### Your goal
Extract each line of the listing below that contains the string "leaf", treating uppercase and lowercase as different.

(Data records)
>>>>>

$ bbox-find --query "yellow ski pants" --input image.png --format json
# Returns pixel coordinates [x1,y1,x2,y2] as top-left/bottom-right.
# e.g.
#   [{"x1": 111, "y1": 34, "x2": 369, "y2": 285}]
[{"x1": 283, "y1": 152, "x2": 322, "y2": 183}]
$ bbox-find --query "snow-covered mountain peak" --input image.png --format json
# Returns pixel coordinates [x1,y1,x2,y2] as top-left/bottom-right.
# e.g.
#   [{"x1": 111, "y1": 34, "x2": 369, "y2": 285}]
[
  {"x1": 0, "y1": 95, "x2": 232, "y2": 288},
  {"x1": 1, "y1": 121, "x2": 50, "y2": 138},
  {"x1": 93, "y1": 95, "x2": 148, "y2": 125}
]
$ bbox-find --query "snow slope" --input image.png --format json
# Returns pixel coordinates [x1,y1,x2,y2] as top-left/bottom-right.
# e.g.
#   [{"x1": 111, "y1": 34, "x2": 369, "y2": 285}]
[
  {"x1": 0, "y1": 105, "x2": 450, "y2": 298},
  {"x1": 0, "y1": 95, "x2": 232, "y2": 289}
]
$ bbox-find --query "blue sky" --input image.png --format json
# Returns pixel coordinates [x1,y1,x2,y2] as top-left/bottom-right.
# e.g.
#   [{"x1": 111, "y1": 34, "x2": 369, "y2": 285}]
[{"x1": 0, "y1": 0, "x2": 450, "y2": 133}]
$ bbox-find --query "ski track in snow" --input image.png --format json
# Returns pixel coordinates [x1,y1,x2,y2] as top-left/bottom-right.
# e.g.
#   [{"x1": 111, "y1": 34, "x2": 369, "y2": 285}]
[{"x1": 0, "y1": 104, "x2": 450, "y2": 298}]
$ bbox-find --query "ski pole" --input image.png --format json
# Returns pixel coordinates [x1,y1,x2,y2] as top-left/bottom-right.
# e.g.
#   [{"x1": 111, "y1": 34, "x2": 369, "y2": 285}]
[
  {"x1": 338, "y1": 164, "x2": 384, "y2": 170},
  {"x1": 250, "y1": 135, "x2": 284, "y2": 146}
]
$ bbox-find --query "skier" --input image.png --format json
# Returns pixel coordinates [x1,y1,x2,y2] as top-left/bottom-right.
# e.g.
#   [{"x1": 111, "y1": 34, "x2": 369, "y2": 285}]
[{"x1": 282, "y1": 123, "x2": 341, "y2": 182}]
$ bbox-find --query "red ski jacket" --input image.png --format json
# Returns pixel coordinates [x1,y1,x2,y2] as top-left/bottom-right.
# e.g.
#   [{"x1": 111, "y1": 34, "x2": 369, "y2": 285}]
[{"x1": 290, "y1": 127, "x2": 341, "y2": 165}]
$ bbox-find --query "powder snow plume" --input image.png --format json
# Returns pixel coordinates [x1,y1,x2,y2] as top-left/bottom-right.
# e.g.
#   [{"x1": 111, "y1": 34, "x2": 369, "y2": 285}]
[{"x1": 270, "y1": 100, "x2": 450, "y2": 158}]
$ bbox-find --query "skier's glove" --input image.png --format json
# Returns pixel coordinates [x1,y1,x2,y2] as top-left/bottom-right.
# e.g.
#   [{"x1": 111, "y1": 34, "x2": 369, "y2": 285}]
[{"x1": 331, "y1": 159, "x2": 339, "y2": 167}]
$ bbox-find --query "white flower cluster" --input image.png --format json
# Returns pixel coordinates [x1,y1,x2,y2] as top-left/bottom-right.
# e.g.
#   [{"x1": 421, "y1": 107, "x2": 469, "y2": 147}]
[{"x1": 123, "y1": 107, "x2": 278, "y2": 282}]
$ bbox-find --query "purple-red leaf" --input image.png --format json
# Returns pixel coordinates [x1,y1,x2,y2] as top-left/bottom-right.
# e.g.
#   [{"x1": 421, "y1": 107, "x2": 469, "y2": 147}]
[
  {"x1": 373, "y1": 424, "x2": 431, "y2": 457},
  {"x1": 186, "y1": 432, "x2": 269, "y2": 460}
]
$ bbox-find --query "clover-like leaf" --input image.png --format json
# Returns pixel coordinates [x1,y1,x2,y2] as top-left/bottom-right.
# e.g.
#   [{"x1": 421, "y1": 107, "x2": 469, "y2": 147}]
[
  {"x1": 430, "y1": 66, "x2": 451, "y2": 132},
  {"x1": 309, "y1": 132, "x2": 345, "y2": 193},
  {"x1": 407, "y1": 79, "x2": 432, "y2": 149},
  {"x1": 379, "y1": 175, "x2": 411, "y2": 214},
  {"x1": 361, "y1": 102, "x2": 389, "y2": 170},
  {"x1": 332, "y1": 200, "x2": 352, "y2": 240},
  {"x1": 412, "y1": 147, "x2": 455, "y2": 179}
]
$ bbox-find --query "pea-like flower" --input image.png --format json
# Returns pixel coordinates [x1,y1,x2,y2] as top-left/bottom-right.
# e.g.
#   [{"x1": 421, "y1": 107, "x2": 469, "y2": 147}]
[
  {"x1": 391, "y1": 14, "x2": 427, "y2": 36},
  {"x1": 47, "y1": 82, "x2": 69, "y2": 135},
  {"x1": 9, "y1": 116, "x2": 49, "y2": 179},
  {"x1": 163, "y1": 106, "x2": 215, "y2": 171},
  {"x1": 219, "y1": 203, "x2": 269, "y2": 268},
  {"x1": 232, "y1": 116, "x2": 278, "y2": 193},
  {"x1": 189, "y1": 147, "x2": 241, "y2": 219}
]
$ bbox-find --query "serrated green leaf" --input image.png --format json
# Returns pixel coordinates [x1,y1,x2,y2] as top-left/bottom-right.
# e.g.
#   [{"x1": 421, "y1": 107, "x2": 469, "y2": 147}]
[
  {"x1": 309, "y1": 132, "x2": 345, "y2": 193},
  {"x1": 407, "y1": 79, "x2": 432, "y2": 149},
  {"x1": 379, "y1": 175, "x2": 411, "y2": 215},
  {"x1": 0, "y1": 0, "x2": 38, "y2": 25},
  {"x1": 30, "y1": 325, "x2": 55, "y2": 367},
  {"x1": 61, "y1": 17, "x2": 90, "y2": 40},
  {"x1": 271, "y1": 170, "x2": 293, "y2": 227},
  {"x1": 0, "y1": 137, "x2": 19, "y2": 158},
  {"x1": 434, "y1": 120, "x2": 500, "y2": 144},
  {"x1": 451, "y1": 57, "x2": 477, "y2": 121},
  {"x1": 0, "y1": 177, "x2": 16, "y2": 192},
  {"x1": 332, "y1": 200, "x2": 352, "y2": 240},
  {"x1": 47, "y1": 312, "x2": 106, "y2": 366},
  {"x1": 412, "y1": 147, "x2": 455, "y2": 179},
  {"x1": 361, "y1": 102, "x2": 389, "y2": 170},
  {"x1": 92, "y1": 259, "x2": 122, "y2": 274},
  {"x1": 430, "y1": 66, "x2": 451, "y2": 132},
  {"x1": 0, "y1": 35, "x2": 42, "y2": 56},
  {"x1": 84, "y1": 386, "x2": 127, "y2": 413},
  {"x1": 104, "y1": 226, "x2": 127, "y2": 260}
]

<<<<<
>>>>>

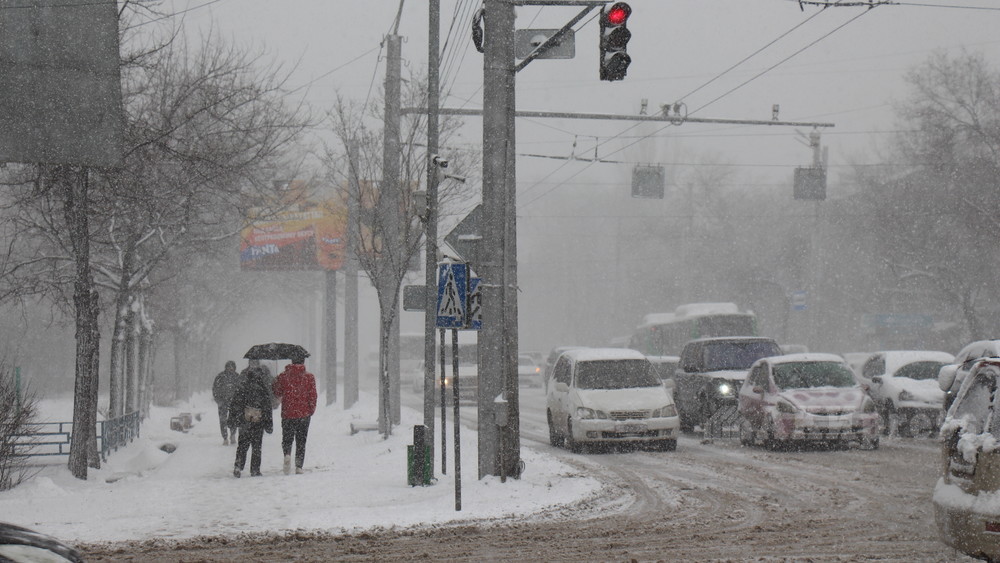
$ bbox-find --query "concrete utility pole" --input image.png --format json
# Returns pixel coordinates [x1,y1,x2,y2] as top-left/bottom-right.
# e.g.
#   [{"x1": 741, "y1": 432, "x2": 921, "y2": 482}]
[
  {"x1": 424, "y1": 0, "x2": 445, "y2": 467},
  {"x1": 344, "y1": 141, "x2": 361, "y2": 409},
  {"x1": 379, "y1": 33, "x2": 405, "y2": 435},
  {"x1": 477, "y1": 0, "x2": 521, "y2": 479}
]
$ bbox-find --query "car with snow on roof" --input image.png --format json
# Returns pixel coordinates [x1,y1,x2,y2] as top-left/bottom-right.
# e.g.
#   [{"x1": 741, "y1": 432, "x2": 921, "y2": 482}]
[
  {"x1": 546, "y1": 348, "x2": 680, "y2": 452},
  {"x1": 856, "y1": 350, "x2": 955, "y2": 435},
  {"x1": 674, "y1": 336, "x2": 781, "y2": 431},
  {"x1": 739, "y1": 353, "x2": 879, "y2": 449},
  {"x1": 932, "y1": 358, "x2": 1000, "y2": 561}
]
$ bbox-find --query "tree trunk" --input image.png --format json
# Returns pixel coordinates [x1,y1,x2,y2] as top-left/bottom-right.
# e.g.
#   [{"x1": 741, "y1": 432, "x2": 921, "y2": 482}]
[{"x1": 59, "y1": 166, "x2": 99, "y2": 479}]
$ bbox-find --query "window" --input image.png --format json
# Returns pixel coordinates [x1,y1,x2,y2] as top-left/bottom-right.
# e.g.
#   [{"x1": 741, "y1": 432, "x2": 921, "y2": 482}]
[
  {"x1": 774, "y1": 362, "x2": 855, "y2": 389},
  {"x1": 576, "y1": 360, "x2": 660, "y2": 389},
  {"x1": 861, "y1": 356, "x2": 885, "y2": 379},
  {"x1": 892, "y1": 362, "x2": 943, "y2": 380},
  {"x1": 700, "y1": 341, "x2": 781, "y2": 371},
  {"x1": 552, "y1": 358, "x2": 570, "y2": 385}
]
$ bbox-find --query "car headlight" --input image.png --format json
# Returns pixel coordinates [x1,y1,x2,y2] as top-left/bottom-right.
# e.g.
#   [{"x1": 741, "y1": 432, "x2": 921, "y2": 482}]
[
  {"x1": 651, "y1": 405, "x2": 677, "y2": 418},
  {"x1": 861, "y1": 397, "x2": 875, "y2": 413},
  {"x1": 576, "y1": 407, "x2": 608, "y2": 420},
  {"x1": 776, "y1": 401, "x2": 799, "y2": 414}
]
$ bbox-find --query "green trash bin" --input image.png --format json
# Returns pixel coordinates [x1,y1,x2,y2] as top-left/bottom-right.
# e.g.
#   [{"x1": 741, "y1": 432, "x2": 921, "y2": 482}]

<<<<<
>>>>>

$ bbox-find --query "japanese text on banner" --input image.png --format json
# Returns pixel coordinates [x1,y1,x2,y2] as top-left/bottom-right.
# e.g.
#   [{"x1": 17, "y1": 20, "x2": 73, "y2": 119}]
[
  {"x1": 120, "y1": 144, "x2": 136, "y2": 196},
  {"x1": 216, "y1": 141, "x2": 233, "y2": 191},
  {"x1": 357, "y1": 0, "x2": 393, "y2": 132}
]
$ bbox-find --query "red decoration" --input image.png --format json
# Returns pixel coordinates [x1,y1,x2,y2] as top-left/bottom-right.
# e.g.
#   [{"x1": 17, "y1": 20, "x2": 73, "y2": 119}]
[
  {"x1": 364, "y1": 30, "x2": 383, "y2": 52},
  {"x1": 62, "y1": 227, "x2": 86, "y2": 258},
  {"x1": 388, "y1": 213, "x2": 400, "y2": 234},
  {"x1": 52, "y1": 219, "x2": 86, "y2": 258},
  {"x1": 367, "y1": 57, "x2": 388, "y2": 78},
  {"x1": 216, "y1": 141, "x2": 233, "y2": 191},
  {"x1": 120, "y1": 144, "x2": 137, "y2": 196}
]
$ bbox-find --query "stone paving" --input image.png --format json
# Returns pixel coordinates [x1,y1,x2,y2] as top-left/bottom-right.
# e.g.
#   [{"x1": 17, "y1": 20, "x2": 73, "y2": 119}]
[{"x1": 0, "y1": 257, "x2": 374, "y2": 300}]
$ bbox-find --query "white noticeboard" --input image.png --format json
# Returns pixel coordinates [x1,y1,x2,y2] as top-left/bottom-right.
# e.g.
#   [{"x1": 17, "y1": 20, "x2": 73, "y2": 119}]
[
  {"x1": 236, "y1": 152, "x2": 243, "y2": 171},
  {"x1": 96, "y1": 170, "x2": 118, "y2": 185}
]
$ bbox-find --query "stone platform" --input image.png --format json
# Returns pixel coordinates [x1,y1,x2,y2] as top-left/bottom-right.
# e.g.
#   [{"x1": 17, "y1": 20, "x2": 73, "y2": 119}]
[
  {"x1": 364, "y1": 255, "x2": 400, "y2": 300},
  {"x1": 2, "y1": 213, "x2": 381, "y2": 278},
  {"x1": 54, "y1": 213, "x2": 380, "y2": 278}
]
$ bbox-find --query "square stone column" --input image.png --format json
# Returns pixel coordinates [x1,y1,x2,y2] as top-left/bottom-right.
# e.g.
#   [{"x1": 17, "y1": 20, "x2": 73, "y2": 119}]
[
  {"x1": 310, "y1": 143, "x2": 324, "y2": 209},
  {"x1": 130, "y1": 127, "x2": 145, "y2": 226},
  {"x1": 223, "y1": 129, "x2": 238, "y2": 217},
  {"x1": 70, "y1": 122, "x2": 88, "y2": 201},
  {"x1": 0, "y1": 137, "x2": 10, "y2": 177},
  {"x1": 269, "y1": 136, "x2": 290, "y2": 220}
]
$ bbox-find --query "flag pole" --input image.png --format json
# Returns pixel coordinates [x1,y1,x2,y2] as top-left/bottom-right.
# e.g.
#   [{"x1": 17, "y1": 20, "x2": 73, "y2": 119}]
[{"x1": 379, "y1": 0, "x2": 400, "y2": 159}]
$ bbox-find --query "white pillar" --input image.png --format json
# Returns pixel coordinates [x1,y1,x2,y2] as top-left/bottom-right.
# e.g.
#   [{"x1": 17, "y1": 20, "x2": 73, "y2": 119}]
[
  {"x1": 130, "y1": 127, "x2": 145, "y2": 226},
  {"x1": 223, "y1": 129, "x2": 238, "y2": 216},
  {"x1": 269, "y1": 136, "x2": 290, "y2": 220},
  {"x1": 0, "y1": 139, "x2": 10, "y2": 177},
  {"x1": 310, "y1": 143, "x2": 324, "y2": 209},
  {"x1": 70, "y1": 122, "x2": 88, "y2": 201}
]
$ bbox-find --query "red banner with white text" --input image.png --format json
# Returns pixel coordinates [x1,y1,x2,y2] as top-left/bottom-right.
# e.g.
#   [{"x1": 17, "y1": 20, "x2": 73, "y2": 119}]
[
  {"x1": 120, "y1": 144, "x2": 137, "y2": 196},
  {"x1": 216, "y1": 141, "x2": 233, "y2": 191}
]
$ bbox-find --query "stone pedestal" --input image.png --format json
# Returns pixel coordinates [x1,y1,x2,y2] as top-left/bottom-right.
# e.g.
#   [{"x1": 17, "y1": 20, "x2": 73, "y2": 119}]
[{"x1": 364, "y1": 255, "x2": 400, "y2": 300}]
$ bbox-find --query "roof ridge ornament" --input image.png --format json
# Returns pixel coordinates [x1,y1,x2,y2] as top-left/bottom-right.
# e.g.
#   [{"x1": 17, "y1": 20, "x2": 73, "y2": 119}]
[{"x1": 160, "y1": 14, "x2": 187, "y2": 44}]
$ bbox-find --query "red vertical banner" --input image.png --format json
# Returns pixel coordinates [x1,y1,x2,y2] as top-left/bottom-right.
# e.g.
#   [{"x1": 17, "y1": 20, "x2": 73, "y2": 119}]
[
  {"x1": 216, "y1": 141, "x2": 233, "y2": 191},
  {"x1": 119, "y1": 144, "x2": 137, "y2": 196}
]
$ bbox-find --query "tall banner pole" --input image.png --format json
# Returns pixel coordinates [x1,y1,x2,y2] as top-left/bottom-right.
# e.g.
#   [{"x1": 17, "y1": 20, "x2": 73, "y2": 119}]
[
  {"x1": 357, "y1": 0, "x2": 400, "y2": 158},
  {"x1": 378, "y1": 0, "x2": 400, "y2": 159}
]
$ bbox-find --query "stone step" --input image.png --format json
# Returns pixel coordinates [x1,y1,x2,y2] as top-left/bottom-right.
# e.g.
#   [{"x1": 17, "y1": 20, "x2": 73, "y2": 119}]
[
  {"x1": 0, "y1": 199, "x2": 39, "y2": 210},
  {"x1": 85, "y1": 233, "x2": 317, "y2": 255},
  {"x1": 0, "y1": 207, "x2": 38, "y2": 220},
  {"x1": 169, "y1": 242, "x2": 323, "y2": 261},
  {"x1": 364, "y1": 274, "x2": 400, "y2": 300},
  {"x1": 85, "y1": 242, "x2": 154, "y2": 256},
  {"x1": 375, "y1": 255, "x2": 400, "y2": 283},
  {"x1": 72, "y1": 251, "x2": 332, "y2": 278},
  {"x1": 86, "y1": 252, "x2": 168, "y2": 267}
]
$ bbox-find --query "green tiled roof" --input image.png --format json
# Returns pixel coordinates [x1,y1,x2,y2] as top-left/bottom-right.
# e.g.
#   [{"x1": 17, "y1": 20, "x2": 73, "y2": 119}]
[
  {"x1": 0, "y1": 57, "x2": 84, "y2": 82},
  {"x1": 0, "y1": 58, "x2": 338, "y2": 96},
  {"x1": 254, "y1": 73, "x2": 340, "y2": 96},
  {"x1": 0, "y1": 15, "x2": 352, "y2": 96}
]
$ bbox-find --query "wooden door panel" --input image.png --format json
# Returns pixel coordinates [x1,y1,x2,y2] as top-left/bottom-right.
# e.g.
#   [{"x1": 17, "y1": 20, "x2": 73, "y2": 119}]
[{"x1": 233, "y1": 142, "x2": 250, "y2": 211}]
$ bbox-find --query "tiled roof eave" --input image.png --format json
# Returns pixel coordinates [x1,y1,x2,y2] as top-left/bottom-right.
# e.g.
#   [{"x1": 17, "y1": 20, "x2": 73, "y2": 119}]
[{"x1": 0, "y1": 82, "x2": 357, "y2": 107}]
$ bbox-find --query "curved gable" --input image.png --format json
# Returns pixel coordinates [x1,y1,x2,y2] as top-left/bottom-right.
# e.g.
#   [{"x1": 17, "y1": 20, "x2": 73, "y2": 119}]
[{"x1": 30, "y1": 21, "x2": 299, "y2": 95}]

<<<<<

### In response
$ bbox-find --query "purple-red leaf" --input image.png --format json
$ bbox-find --query "clover-like leaf" --input image.png --format json
$ bbox-find --query "serrated green leaf" --input image.png --format json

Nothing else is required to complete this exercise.